--- start ---

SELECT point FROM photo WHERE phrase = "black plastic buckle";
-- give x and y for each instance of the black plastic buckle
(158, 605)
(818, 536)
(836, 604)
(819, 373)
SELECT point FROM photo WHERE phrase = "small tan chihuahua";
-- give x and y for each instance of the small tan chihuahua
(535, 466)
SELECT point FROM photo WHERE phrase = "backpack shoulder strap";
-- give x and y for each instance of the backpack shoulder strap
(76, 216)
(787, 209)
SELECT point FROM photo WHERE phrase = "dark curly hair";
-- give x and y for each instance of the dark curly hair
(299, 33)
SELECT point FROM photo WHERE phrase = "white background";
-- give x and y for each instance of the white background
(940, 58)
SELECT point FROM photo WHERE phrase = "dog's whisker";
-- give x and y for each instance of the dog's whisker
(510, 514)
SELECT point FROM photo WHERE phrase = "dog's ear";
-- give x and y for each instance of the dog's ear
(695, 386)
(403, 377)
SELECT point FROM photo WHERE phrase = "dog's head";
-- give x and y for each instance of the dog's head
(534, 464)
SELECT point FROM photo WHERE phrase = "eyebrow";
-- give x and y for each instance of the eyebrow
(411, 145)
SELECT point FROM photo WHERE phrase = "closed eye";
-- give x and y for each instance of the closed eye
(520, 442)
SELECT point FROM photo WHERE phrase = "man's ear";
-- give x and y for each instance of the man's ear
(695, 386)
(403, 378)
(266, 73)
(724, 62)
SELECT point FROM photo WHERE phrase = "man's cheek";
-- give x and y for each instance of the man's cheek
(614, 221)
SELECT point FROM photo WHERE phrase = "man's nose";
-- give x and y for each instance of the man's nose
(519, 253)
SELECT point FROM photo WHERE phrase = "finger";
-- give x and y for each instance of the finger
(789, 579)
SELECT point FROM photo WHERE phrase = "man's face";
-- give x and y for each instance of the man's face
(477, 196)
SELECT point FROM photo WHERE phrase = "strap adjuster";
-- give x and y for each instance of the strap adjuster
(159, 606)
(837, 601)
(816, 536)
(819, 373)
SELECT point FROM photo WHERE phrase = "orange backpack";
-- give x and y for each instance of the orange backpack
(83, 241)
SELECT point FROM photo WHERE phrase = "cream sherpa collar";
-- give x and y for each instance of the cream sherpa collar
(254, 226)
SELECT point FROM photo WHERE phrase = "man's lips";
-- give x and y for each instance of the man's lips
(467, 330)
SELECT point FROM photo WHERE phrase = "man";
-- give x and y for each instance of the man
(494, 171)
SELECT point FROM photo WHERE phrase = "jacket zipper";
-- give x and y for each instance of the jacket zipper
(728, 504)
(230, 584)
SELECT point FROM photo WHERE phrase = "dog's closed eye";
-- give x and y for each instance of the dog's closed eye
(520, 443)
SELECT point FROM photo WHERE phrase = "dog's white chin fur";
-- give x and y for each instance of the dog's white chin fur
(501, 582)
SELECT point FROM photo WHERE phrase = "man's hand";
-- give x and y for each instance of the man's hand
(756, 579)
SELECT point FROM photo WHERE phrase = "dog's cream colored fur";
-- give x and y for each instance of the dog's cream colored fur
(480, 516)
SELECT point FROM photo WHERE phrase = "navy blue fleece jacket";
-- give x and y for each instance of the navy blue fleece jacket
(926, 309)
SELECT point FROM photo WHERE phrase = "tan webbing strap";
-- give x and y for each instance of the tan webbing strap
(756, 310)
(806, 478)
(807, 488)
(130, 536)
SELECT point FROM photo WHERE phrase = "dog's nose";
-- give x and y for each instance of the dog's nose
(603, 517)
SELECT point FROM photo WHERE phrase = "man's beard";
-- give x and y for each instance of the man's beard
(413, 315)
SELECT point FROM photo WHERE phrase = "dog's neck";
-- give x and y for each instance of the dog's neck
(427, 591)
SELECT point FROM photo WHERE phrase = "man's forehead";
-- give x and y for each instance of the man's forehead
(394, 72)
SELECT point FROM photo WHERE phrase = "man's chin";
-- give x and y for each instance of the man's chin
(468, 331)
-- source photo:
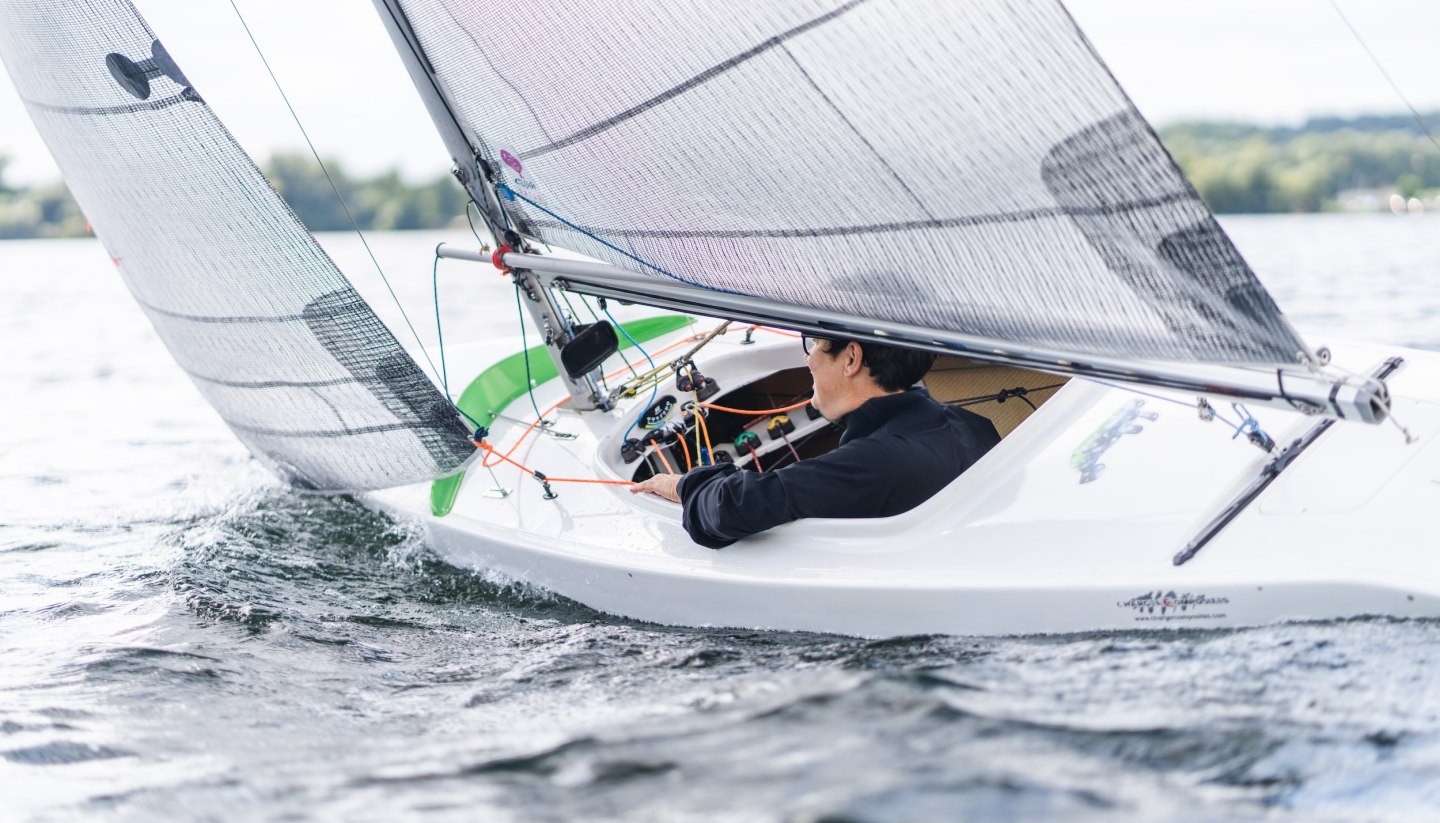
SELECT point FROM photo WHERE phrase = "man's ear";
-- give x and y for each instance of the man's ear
(854, 360)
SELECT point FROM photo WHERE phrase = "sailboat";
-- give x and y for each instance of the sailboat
(961, 179)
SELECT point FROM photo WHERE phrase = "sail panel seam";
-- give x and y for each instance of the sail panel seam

--- end ---

(Aim):
Quote all of the entries word for word, omitting any pictures.

(Full answer):
SELECT point FROM photo WHERE phrase = "black plastic buckle";
-- give x and y for each instance of the black plastic buckle
(158, 605)
(818, 536)
(836, 604)
(819, 373)
SELECT point FROM photo WHERE phrase = "small tan chihuahua";
-- give x and y for each instance of the small tan chihuahua
(535, 466)
SELECT point FROM photo WHERE phrase = "backpack shoulder strap";
-- give x and y for each instance of the backpack shoulder strap
(76, 216)
(787, 209)
SELECT point FROM photo WHERE phrase = "dark curly hair";
-- give x and y for each instance of the dark curly hair
(299, 33)
SELECT point FROM photo WHERE phrase = "white background";
-- give x and y for each instance of the white background
(940, 58)
SELECT point FROM photo WHERE phrase = "dog's whisker";
-- give x and y for each instance of the dog's whisker
(510, 514)
SELECT point FROM photo WHERE phrase = "dog's ear";
-- give x and y for each instance of the dog's ear
(695, 386)
(403, 377)
SELECT point FROM photo WHERE phrase = "dog's head";
-- give x and y for each instance of the dog's head
(534, 464)
SELECT point FROM photo WHERE phrase = "eyebrow";
-- give x and y for each instance of the eyebrow
(411, 145)
SELECT point FROM photo WHERE phrase = "closed eye";
-- give x and y for each instance of the closed eye
(520, 442)
SELECT point FROM photo WHERE phrase = "man's ear";
-- give x and y for each instance of the man's ear
(695, 386)
(403, 378)
(266, 73)
(724, 62)
SELECT point FROM photo WHERE phrase = "man's cheek";
-- give x and y for each instance of the man's cheek
(614, 221)
SELECT point FROM photo WHERE phrase = "man's nose";
-- give x and y for each instance of the man's nose
(519, 253)
SELECT point FROM photo WHERE phrase = "finger";
-- give x and y for each instance of the finger
(789, 579)
SELECT point FROM photo WHERE phrase = "man's face";
-- give x and y for each instance of the man's face
(477, 196)
SELECT point FROM photo WHERE phrase = "strap adjuster";
-- give x and y for each instance of the strap adjuster
(159, 606)
(837, 601)
(816, 536)
(819, 373)
SELECT point FROM photo WHERE phrase = "orange backpack";
-- give x and y for each instance of the orange backpack
(83, 241)
SELECT point FROM photo WHERE phrase = "cream sherpa collar";
-- give x and y for each instance of the cream sherpa collar
(254, 226)
SELECT point FROM photo WHERE phrase = "man's lips";
-- give x and y for each instance of the man's lips
(467, 330)
SELECT point FROM photo WHERE phrase = "man";
-- give x and y for each instance of the man
(494, 171)
SELECT point FROM photo WHERE phrase = "jacket zipper";
-- give x and y for each instance of the jacket zipper
(728, 504)
(230, 584)
SELECT point FROM photo WHERE phrase = "dog's closed eye";
-- give x and y for each instance of the dog's closed eye
(520, 443)
SELECT point FROM photo WHERE phrase = "dog's white chin fur";
-- give x and y for each instance of the dog's white chin fur
(501, 582)
SELECT point FROM photo WHERE phrase = "man's hand";
-- give x and y for each instance of the man's hand
(756, 579)
SELECT point FROM photo WHERE phrase = "dog's cream colored fur";
-- give x and y for each instance of the dog's cream colored fur
(480, 516)
SELECT point FROM photo WHERE phrase = "navy blue fleece jacket";
-- give x and y for each instance of the navy blue fleece jacket
(926, 309)
SELECT point FROM photo WHERE phrase = "tan webbing strap";
-- give x and y for each instance of the tan webbing strap
(756, 310)
(806, 478)
(807, 488)
(130, 536)
SELECT point FROM photo WHERE phrase = "dog's nose";
-- give x and y for each instance of the dog's nose
(603, 517)
SELECT point FROM photo WHERE phrase = "man's beard";
-- give x and y for each instance of the man's beard
(413, 315)
SELECT point FROM photo WHERE phrase = "dog's neck";
-- give x and y for each instance of the dog's neck
(427, 591)
SELECT point FROM photo WHERE phrase = "man's forehead";
-- give x and y for each instance of the man's forehead
(394, 72)
SELECT point FROM photo WHERE phrase = "man's chin";
-- give x and y for each instance of the man's chin
(468, 331)
-- source photo:
SELECT point FROM photo WHERE phrase = "man's ear";
-- give x and y for each instance of the man's ear
(854, 360)
SELECT point FROM photo WHERE phrase = "sailboat";
-- give x and y for each instance of the sailboat
(961, 179)
SELECT point FROM photo WHERE phrase = "sail panel seam";
-- give x and y for each instance of the sail panel seam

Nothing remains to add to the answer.